Reproduce exactly the line that includes "Reviewer note: check that every instance of the bush" and all lines after it, ending with the last line of the data.
Start of Block
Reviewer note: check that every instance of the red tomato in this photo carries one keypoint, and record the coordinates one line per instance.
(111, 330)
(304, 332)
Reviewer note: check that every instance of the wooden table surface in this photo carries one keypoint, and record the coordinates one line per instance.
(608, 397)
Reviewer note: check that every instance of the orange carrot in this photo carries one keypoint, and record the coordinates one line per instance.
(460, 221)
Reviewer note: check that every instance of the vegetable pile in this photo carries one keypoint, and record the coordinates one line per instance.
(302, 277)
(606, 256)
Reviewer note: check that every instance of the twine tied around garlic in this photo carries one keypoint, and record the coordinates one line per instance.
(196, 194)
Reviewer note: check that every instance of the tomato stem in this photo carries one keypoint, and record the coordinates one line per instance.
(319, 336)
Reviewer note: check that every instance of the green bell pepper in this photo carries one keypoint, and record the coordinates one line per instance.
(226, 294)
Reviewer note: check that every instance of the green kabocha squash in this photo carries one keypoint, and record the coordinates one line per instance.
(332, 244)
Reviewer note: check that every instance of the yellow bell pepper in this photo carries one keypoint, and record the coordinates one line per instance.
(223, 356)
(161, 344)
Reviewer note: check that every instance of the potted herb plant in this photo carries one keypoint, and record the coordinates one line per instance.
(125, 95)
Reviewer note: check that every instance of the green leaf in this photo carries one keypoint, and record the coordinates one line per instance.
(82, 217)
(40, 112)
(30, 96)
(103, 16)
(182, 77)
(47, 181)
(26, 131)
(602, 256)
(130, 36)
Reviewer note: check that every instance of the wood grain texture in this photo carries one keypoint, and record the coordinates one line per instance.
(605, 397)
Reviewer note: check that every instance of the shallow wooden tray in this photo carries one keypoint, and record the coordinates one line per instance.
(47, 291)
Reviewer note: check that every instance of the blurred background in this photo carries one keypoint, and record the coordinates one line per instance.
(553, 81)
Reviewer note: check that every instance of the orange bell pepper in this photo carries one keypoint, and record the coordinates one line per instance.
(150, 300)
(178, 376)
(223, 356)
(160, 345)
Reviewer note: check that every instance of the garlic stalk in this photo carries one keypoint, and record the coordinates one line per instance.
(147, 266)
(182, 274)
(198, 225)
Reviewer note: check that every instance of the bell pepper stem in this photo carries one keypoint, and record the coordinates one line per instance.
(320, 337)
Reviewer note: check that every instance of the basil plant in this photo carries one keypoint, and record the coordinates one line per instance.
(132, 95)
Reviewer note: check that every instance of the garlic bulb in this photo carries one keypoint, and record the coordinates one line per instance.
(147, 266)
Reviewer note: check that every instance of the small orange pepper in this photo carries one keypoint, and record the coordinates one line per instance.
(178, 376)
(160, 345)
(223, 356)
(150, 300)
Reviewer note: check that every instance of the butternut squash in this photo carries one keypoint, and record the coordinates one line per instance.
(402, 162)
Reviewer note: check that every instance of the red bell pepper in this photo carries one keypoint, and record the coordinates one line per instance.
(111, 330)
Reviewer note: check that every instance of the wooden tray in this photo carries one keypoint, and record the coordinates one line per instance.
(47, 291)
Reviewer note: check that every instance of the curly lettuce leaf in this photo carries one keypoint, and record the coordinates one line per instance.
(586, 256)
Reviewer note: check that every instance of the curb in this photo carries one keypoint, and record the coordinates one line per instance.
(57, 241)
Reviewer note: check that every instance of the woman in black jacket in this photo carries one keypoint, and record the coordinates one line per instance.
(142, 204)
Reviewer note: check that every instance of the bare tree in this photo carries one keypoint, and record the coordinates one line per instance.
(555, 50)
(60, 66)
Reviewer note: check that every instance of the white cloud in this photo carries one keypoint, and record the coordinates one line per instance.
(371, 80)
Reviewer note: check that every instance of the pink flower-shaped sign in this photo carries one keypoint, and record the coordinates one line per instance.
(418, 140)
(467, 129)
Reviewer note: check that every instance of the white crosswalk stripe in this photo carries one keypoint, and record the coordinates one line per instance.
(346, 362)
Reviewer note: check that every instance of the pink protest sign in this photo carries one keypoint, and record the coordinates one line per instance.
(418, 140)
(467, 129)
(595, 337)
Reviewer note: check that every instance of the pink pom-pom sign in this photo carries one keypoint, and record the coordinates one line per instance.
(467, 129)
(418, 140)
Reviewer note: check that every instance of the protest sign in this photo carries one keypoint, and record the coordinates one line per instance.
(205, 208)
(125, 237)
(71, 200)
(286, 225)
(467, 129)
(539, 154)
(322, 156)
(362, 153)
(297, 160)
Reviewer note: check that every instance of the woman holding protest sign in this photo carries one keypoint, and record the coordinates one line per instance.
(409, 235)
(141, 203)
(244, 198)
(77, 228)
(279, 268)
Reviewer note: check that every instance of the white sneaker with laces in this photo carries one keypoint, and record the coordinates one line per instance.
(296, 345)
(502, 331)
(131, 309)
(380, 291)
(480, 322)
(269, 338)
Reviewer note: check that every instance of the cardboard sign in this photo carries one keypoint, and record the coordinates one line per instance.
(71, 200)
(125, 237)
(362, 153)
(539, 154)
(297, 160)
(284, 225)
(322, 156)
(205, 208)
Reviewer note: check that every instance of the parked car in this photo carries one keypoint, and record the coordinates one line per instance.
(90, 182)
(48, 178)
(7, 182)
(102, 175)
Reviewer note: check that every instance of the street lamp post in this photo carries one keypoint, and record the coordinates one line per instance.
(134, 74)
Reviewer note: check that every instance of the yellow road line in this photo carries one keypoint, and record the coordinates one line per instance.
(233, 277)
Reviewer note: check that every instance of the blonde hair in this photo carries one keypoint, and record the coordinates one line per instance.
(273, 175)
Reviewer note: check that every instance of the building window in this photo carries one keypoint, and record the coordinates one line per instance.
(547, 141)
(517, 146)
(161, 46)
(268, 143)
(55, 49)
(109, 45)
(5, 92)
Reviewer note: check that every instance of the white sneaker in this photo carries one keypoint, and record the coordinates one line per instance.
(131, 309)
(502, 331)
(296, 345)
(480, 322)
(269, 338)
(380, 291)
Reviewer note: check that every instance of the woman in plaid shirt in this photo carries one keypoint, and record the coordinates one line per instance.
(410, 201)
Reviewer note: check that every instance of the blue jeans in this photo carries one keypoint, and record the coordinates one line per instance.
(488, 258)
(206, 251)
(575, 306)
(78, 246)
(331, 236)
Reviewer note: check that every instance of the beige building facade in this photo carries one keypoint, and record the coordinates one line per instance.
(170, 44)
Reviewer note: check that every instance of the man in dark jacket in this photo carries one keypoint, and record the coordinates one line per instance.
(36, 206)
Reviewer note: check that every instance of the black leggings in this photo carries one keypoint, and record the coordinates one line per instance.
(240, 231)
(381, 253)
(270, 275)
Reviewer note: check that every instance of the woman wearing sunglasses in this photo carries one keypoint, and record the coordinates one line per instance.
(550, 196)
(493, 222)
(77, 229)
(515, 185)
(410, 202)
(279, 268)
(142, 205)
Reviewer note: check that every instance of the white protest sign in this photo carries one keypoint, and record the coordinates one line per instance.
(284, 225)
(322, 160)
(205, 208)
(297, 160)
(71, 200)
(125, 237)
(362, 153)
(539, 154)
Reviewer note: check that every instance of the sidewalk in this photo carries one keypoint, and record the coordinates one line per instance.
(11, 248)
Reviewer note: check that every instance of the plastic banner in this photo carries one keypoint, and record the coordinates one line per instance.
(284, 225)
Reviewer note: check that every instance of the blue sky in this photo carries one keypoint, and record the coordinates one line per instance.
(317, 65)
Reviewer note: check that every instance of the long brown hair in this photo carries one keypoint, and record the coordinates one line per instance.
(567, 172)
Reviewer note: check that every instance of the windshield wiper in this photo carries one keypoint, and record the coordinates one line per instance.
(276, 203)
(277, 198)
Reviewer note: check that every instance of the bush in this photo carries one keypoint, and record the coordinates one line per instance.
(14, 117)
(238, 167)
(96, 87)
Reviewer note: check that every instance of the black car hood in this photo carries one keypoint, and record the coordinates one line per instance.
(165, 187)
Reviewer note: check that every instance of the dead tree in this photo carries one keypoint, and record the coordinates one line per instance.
End of Block
__ANSWER TO THIS TASK__:
Reviewer note: check that every instance of the bush in this photo carries one keypoint, and record the coordinates one line per instance.
(14, 117)
(238, 167)
(96, 87)
Reviewer note: check that every instance of the black car hood in this photo carries one keypoint, and record the coordinates one line per instance.
(165, 187)
Reviewer note: check that every instance of the dead tree in this photo carries one keypoint, and record the coordinates one line per instance.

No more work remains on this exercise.